Trecho extraído =
....

Vitor: qual o papel da poesia nos tempos de ódio?

Clara: Pra mim poesia é lugar de respiro. Não um respiro alienado, mas é onde a gente consegue deixar de ouvir as vozes de fora e expressar uma verdade mais íntima. Nudez, sabe. no poema eu posso ser nua e mergulhar num mar salgado. O que realmente pulsa em mim? Aquilo que pulsa numa camada mais abaixo dessa vida adulta de mulher em meio ao caos. Não é sempre daí que vêm meus poemas, mas nesses tempos e muitas vezes é daí que acesso. Poesia é respiro. Respiro profundo e de olhos fechados. Tocar no humano que existe em todos nós independente do time de futebol.


Vitor: os antigos povos judeus acreditavam que o coração era o órgão responsável por sentir os sentimentos por causa da dor sentida no peito nos momentos de angústia ou euforia. pelo mesmo motivo os indianos atribuíam essa responsabilidade aos pulmões. já os yanomamis da amazônia acreditam que os sentimentos são coisa da alma. de onde vêm os sentimentos?

Clara: Da pele, da derme, da membrana que cobre todos os órgãos. Mas com certeza há muitos sentimentos sendo criados e processados por tantos órgãos. Já sabemos que no intestino existem muitos neurotransmissores, e que tristeza pode vir de uma colônia de bactérias mal habitada no intestino. Também sabemos que cérebro é ultravalorizado, e o coração, coitado, paga todos os patos. Acho engraçado todo mundo falar do coração quando sofre ou ama, e ir lá tomar um porre e nem lembrar do incansável fígado. Mas enfim, tá tudo na pele, de dentro e de fora.


Vitor: como é ser mulher?

....

Conteúdo dos dados =

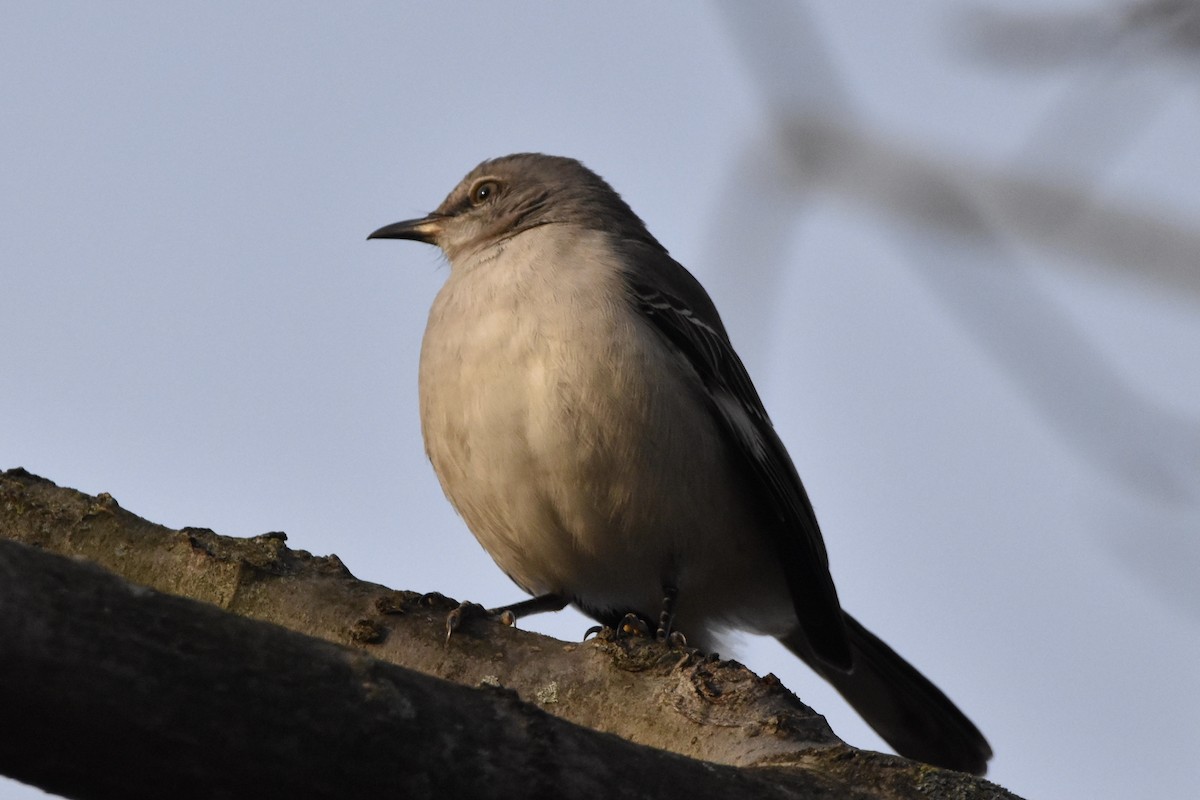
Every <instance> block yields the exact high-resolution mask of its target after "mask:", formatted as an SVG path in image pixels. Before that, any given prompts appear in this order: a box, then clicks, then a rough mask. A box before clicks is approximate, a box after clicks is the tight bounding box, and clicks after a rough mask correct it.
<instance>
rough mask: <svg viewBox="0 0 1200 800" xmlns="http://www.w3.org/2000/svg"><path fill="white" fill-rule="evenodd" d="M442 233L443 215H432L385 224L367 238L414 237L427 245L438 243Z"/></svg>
mask: <svg viewBox="0 0 1200 800" xmlns="http://www.w3.org/2000/svg"><path fill="white" fill-rule="evenodd" d="M440 234H442V217H438V216H434V215H430V216H427V217H421V218H420V219H404V221H403V222H394V223H391V224H390V225H384V227H383V228H380V229H379V230H377V231H374V233H373V234H371V235H370V236H367V239H412V240H413V241H422V242H425V243H426V245H437V243H438V236H439V235H440Z"/></svg>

....

Ordem de trabalho =
Reproduza por inteiro, sem nenhuma alteração, a conversa sobre poesia e sentimentos que aparece mais acima.

Saída esperada =
Vitor: qual o papel da poesia nos tempos de ódio?

Clara: Pra mim poesia é lugar de respiro. Não um respiro alienado, mas é onde a gente consegue deixar de ouvir as vozes de fora e expressar uma verdade mais íntima. Nudez, sabe. no poema eu posso ser nua e mergulhar num mar salgado. O que realmente pulsa em mim? Aquilo que pulsa numa camada mais abaixo dessa vida adulta de mulher em meio ao caos. Não é sempre daí que vêm meus poemas, mas nesses tempos e muitas vezes é daí que acesso. Poesia é respiro. Respiro profundo e de olhos fechados. Tocar no humano que existe em todos nós independente do time de futebol.


Vitor: os antigos povos judeus acreditavam que o coração era o órgão responsável por sentir os sentimentos por causa da dor sentida no peito nos momentos de angústia ou euforia. pelo mesmo motivo os indianos atribuíam essa responsabilidade aos pulmões. já os yanomamis da amazônia acreditam que os sentimentos são coisa da alma. de onde vêm os sentimentos?

Clara: Da pele, da derme, da membrana que cobre todos os órgãos. Mas com certeza há muitos sentimentos sendo criados e processados por tantos órgãos. Já sabemos que no intestino existem muitos neurotransmissores, e que tristeza pode vir de uma colônia de bactérias mal habitada no intestino. Também sabemos que cérebro é ultravalorizado, e o coração, coitado, paga todos os patos. Acho engraçado todo mundo falar do coração quando sofre ou ama, e ir lá tomar um porre e nem lembrar do incansável fígado. Mas enfim, tá tudo na pele, de dentro e de fora.


Vitor: como é ser mulher?